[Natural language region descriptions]
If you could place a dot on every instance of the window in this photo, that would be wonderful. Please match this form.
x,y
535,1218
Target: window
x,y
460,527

### WHAT THE TASK REQUIRES
Each of the records is to be written out again exactly.

### ANSWER TO THIS PROBLEM
If you could place a dot on every instance of the window in this photo, that would be wonderful. Please match this form.
x,y
535,1218
Target: window
x,y
460,527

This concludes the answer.